Petunjuk dan Ketentuan:
Jawablah pertanyaan berikut berdasarkan teks tentang kesenian suku Bugis di bawah.
(a) Apa arti kata "karena" yang menjadi asal nama Tari Pakarena?
(b) Pada upacara apa Tari Ma'badong diadakan?
(c) Apa yang dihidangkan orang Bugis kepada tamu sebagai tanda kehormatan?

Teks Pilihan:
---

E. Kesenian suku Bugis 1. Tari Paduppa Bosara Tari Padupa Bosara merupakan sebuah tarian yang mengambarkan bahwa orang bugis kedatangan atau dapat dikatakan sebagai tari selamat datang dari Suku Bugis. Orang Bugis jika kedtangan tamu senantisa menghidangkan bosara sebagai tanda kehormatan. 2. Tari Pakarena Merupakan tarian khas Sulawesi Selatan, Nama Pakarena sendiri di ambil dari bahasa setempat, yaitu karena yang artinya main. Tarian ini pada awalnya hanya dipertunjukkan di istana kerajaan, namun dalam perkembangannya tari Pakarena lebih memasyarakat di kalangan rakyat. Tari Pakarena memberikan kesan kelembutan. Hal tersebut mencerminkan watak perempuan yang lembut, sopan, setia, patuh dan hormat pada laki-laki terutama pada suami. Sepanjang Pertunjukan Tari Pakarena selalu diiringi dengan gerakan lembut para penarinya sehingga menyulitkan bagi masyarakat awam untuk mengadakan babak pada tarian tersebut.
3. Tari Ma’badong hanya diadakan pada saat upacara kematian. Penari membuat lingkaran dengan mengaitkan jari-jari kelingking, Penarinya bisa pria atau bisa wanita. Mereka biasanya berpakaian serba hitam, namun terkadang memakai pakaian bebas karena tarian ini terbuka untuk umum. Tarian yang hanya diadakan pada upacara kematian ini hanya dilakukan dengan gerakan langkah yang silih berganti sambil melangtungkan lagu kadong badong. Lagu tersebut syairnya berisikan riwayat manusia malai dari lahir hingga mati, agar arwah si Mati diterima di negeri arwah atau alam baka. Tarian Badong bisanya belansung berjam-jam, sering juga berlansung semalam suntuk. Tarian Ma’badong bisanya dibawakan hanya pada upacara pemakaman yang lamanya tiga hari tiga malam khusus bagi kaum bangsawan di daerah Tana Toraja Sulawesi Selatan.

---

Data yang Diberikan:
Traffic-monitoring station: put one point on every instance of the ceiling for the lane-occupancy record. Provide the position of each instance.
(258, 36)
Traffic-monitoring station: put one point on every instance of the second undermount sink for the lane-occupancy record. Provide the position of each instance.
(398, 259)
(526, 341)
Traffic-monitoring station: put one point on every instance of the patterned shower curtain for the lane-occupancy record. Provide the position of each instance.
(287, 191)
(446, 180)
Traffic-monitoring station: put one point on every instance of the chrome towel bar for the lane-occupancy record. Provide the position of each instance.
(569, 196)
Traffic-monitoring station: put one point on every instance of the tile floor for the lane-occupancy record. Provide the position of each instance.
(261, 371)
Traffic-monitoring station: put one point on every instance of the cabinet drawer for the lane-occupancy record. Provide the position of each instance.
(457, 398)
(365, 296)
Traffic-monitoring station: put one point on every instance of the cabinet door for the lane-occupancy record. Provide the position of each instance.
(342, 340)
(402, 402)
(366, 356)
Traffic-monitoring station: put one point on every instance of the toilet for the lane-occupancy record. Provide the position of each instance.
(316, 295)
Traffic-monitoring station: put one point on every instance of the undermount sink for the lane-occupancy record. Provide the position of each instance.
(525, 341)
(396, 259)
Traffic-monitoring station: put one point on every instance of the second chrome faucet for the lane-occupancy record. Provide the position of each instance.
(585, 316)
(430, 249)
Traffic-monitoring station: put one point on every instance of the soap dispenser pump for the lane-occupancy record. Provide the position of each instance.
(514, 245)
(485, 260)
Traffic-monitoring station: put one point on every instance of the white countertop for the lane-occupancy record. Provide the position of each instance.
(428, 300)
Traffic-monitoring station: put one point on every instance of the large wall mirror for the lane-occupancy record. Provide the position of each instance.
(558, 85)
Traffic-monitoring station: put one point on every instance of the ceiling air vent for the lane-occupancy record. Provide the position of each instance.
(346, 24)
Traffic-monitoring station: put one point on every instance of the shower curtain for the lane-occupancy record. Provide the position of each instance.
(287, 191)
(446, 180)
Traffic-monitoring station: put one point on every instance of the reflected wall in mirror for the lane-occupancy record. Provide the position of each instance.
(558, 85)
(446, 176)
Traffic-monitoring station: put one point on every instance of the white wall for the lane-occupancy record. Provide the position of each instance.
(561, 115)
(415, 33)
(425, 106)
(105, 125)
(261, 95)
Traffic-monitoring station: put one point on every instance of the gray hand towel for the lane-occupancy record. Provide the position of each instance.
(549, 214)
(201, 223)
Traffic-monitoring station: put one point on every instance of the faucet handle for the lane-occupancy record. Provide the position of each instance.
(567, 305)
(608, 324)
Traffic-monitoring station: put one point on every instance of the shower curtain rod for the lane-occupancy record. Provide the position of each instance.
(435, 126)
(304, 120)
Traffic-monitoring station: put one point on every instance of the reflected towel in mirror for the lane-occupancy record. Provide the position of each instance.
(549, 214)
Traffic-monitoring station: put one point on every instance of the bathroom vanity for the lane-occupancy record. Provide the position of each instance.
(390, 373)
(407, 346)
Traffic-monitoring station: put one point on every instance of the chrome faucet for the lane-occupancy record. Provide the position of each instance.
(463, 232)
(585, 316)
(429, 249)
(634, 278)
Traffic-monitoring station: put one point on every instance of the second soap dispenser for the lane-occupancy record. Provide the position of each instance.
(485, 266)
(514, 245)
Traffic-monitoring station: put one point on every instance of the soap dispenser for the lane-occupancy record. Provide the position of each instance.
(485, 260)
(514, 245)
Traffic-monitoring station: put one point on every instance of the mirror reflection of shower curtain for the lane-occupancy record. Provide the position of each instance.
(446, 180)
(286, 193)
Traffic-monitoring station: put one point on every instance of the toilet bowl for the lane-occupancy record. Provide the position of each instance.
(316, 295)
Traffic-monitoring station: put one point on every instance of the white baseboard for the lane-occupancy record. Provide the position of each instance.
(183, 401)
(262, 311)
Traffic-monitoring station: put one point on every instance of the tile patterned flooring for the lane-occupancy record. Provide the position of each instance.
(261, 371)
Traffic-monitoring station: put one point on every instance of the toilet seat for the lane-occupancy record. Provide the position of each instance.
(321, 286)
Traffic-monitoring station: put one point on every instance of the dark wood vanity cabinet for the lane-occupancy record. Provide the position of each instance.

---

Jawaban Lengkap:
(a) Main.
(b) Upacara kematian.
(c) Bosara.